Text section ▸
## BEGIN

Regarding the AAER’s the original sample includes 215 fraud cases which occurred between 2000 and 2015. The most recent and available period is chosen. Cases only until 2015 are chosen because SEC investigations take some time. Therefore, it is possible that investigations are still ongoing for fraud cases in the most recent years. Important to mention is that the date of the complaint is irrelevant. That means that the fraud actually took place between 2000 and 2015, where the date of the SEC-charge is irrelevant. Included are all the cases where perpetrators are alleged for commitment of financial statement fraud corresponding with the definition of Beasley et al. (2010).

## END

Provided material ▸
## BEGIN

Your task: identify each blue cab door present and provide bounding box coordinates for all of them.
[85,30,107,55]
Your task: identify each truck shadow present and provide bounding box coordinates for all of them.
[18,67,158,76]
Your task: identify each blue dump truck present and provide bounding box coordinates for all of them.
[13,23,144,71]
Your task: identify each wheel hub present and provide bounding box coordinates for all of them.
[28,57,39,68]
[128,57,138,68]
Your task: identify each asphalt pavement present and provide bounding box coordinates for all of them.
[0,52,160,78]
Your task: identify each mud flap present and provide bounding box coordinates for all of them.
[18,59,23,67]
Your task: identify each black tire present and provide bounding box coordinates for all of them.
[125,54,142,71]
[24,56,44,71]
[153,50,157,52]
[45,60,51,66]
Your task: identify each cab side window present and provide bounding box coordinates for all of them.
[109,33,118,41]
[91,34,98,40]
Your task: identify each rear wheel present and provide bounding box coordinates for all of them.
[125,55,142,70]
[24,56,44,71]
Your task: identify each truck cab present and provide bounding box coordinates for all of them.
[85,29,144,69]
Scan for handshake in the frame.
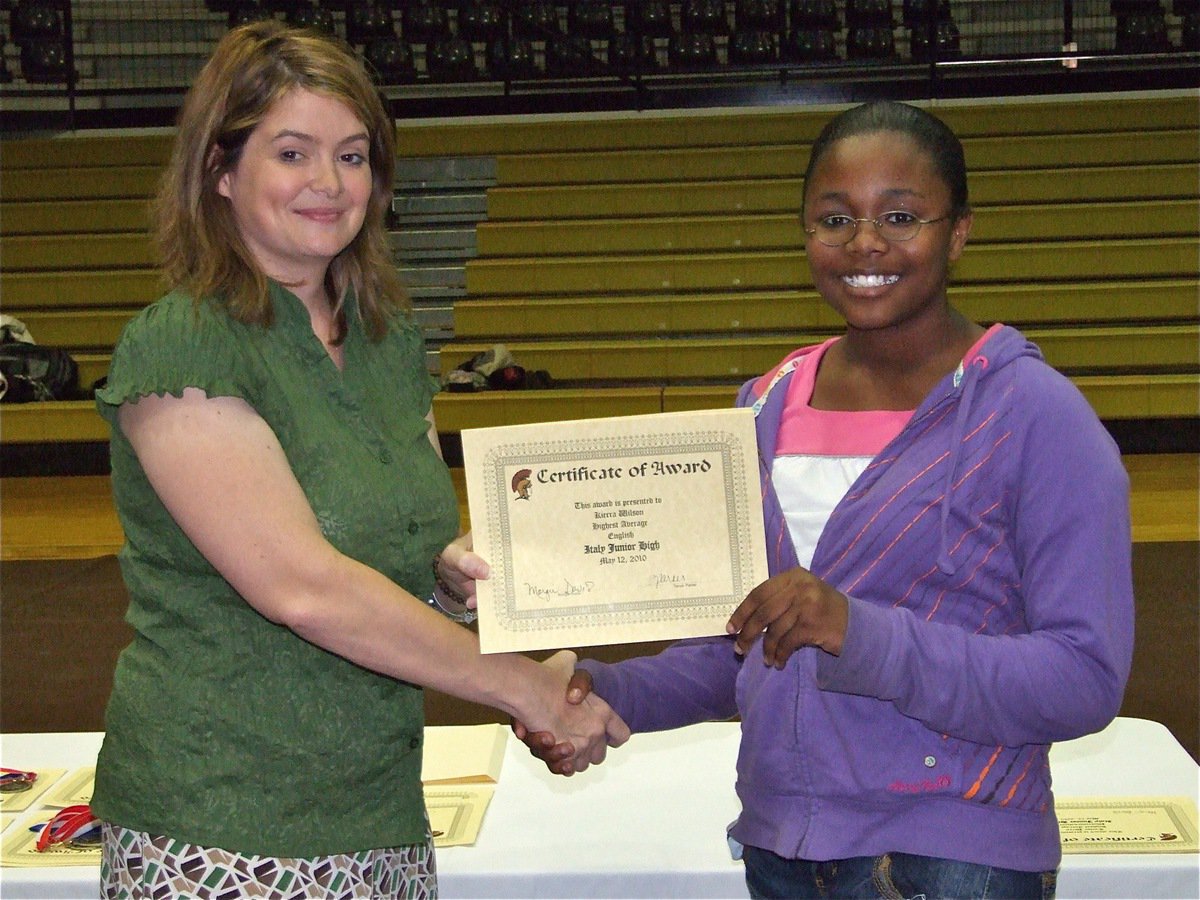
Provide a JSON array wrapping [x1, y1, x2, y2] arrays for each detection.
[[511, 650, 629, 775]]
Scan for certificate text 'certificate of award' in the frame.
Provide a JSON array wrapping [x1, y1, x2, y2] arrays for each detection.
[[462, 409, 767, 653]]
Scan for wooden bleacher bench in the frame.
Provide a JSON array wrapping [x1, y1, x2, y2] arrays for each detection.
[[0, 96, 1200, 451]]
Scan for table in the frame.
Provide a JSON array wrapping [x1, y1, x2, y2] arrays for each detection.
[[0, 719, 1200, 900]]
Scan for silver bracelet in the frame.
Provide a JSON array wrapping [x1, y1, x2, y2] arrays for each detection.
[[425, 590, 479, 625]]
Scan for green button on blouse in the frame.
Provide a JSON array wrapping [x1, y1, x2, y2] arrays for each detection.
[[92, 284, 457, 857]]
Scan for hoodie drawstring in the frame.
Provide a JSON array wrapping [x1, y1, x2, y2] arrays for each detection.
[[937, 356, 988, 575]]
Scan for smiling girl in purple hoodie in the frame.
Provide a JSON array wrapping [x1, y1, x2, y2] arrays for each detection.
[[518, 102, 1133, 899]]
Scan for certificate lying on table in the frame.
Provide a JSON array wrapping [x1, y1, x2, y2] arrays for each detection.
[[462, 409, 767, 653]]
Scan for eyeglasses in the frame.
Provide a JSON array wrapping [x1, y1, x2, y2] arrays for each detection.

## END

Written task ▸ Please revise the passage on the AAER fraud sample from "Regarding the AAER’s" up to and including "et al. (2010).", putting "offenders" in place of "perpetrators".

Problem solution ▸
Regarding the AAER’s the original sample includes 215 fraud cases which occurred between 2000 and 2015. The most recent and available period is chosen. Cases only until 2015 are chosen because SEC investigations take some time. Therefore, it is possible that investigations are still ongoing for fraud cases in the most recent years. Important to mention is that the date of the complaint is irrelevant. That means that the fraud actually took place between 2000 and 2015, where the date of the SEC-charge is irrelevant. Included are all the cases where offenders are alleged for commitment of financial statement fraud corresponding with the definition of Beasley et al. (2010).